** GIVEN REQUEST **
Extract the line that contains "Note: pick out every instance of the window in" and every line after it to the end of the records below, exactly as written and nothing else.

======== MATERIAL FOR THIS TASK ========

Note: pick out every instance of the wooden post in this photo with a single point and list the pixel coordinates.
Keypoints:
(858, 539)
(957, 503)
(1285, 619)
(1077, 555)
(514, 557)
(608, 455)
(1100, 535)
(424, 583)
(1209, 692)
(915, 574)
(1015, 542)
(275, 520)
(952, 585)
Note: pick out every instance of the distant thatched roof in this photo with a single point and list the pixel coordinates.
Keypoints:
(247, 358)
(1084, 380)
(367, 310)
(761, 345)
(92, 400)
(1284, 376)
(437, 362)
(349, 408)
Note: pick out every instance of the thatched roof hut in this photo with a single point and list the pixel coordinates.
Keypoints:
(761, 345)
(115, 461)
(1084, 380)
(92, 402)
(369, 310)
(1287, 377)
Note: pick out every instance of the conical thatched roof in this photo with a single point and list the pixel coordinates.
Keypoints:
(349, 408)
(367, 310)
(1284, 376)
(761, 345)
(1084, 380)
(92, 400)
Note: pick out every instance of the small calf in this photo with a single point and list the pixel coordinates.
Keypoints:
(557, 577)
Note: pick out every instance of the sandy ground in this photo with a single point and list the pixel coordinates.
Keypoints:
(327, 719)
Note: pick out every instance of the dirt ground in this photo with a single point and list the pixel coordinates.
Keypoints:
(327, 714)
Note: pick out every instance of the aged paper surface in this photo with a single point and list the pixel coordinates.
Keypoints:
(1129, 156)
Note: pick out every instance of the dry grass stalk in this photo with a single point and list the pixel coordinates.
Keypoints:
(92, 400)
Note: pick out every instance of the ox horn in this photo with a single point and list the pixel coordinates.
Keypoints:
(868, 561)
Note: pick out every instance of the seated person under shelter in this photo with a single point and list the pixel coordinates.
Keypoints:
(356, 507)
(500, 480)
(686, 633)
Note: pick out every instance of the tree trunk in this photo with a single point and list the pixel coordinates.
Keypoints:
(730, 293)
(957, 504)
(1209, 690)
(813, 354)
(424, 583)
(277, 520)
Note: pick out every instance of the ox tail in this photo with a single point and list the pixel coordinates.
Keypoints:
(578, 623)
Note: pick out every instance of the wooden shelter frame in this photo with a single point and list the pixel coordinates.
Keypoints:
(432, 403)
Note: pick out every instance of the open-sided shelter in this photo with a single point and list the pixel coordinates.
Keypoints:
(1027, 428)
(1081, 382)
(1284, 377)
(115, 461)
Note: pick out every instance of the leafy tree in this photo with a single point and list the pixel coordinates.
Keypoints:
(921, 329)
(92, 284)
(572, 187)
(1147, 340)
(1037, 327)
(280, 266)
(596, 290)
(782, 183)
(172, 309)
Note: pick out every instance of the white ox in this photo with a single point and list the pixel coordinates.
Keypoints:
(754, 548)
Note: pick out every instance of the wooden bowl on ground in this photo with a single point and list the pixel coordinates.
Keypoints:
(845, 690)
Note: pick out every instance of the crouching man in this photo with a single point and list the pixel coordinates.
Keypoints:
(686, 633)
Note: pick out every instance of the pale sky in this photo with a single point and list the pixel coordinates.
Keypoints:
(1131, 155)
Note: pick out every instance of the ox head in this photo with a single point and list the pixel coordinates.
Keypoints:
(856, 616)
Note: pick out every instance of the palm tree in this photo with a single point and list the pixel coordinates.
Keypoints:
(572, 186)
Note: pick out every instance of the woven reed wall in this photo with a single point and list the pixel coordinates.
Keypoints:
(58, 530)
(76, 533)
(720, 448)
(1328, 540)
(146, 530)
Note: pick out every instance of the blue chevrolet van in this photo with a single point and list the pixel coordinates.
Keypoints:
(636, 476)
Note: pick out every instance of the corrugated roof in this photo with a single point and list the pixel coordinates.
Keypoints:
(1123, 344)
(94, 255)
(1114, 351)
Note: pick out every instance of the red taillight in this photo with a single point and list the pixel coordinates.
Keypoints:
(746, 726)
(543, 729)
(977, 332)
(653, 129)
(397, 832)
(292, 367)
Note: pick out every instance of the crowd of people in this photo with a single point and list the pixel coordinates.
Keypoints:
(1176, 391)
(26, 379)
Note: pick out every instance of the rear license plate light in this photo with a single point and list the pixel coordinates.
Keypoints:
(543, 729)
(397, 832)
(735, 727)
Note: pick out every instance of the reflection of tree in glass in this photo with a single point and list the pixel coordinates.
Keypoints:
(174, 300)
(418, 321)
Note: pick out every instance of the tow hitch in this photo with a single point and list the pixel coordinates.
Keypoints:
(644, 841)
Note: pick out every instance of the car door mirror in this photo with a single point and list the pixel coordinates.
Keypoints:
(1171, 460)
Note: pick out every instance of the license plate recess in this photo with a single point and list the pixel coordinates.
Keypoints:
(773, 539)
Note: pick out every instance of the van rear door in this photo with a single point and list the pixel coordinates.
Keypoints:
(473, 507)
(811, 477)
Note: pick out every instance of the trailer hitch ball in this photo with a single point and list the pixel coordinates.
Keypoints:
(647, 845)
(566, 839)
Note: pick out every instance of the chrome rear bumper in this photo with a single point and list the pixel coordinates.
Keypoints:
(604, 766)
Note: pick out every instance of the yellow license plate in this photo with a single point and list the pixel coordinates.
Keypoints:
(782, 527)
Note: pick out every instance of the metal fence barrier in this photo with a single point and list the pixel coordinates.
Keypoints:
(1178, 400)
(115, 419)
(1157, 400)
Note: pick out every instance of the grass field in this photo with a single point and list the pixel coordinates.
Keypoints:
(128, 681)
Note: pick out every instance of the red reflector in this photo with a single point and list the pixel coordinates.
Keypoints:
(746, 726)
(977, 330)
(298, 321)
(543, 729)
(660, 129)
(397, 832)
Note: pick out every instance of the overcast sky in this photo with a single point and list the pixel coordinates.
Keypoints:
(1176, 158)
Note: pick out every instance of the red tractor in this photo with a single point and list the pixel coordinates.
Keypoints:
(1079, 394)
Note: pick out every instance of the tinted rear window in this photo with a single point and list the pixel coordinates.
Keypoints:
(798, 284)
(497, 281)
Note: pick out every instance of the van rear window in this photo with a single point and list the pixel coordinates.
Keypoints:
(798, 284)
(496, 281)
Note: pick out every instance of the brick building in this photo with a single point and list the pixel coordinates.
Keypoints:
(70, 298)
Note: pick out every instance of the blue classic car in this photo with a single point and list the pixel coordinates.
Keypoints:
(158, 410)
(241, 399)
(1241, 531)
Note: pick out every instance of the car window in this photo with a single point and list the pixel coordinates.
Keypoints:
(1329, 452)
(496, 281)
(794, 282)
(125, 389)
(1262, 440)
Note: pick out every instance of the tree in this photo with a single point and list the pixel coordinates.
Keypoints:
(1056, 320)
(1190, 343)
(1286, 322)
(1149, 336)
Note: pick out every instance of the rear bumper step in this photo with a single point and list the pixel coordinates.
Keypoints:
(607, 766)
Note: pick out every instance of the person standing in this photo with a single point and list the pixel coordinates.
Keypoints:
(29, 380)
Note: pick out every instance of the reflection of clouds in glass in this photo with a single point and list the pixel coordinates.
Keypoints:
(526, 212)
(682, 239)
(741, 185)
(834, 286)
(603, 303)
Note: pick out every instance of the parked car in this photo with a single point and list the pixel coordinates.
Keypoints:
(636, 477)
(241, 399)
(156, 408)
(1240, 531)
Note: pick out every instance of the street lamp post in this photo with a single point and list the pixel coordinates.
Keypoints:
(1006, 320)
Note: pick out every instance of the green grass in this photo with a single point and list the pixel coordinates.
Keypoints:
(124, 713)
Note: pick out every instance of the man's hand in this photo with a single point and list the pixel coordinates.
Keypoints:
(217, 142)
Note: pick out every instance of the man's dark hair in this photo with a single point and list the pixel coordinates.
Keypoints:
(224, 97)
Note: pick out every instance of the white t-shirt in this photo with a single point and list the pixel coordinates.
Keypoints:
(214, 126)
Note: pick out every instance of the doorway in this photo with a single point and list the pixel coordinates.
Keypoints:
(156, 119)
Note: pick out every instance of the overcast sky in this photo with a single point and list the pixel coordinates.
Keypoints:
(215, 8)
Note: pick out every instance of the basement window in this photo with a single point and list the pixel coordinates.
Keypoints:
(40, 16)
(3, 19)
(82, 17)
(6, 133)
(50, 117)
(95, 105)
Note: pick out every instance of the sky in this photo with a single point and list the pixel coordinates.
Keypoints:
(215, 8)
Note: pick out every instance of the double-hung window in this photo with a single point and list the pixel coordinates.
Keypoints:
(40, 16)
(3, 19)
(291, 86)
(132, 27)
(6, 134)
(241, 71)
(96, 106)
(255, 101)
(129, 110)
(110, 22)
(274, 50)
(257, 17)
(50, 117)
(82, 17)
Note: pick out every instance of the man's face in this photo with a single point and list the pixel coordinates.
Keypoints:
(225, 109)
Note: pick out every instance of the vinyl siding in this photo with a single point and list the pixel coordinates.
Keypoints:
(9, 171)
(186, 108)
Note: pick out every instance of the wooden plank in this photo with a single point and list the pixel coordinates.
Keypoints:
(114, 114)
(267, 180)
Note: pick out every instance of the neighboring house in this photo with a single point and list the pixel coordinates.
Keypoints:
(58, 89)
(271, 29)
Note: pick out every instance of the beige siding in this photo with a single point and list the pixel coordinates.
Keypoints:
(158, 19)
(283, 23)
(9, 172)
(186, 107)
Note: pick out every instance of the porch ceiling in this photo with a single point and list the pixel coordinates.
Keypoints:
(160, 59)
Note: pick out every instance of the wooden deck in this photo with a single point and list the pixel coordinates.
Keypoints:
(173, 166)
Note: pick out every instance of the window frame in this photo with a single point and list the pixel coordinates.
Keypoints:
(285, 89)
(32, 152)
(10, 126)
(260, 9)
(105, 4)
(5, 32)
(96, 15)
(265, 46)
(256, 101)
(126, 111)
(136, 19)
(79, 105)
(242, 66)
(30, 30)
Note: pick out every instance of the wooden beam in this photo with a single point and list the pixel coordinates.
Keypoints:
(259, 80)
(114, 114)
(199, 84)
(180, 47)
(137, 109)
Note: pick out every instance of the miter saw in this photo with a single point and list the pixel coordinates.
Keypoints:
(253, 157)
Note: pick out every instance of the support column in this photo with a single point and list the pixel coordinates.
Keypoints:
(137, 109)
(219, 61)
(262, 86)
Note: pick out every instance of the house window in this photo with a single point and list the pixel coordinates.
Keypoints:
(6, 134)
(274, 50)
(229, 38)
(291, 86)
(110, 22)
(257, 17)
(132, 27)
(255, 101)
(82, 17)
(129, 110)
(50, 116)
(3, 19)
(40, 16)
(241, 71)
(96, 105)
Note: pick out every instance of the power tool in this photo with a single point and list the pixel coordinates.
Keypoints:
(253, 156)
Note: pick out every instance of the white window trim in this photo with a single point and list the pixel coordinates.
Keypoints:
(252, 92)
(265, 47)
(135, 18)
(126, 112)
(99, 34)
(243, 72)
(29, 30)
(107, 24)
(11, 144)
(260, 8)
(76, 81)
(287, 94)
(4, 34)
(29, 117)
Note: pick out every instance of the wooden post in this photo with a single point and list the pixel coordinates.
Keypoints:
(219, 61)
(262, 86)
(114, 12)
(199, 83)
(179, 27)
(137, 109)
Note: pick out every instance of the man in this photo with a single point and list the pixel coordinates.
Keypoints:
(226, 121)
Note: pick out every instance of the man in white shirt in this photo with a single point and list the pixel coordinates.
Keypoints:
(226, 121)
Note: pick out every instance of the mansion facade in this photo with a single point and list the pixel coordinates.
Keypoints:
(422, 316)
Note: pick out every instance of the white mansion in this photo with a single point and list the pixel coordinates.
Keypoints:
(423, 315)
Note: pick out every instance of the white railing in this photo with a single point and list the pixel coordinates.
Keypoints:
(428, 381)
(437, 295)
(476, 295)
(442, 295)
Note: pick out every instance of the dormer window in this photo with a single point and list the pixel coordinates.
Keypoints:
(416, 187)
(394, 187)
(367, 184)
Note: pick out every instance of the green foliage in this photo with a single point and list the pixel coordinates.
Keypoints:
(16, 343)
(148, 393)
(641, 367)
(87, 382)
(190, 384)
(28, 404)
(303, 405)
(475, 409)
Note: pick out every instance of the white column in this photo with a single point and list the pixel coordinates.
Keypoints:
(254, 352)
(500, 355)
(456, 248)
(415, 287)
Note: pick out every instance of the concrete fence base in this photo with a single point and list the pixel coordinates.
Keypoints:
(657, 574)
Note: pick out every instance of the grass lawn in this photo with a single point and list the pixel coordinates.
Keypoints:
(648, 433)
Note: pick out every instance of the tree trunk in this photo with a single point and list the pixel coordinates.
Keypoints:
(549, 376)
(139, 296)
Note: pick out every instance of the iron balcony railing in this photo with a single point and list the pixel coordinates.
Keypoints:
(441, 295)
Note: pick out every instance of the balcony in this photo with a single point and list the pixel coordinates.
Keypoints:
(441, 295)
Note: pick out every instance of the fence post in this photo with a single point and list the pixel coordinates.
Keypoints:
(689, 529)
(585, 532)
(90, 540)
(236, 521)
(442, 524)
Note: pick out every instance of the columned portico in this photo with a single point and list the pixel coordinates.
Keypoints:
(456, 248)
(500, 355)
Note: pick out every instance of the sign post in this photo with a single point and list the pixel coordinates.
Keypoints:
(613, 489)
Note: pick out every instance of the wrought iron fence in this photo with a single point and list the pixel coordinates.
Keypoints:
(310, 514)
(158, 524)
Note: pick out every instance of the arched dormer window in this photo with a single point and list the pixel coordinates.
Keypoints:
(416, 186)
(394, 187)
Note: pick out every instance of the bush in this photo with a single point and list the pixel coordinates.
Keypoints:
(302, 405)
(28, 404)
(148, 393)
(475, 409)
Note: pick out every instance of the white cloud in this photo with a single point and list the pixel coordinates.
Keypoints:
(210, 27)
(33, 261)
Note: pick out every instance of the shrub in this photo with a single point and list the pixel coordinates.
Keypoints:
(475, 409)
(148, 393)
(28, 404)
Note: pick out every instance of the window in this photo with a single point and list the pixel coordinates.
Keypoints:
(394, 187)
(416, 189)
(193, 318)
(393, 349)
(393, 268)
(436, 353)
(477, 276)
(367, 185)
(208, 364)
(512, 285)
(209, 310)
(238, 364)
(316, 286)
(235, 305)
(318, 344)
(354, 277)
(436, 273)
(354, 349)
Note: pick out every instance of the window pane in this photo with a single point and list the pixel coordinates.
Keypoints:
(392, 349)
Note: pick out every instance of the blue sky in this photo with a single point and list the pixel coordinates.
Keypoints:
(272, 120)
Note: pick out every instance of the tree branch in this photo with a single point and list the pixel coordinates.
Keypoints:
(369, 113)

========

** COMPLETED TASK **
Note: pick out every instance of the window in this photo with a single point and list the pixel coordinates.
Keypoints:
(394, 187)
(416, 189)
(193, 318)
(393, 349)
(393, 268)
(436, 353)
(477, 276)
(367, 185)
(208, 364)
(512, 285)
(209, 310)
(238, 364)
(316, 286)
(235, 305)
(318, 344)
(354, 277)
(436, 273)
(354, 349)
Note: pick out every instance of the window pane in this photo with a single point and list the pixel coordinates.
Keypoints:
(392, 349)
Note: pick out every instance of the blue sky in this photo with a single point and list the pixel coordinates.
Keypoints:
(272, 120)
Note: pick out every instance of the tree branch in this photo with a single point and list the pixel coordinates.
Keypoints:
(369, 113)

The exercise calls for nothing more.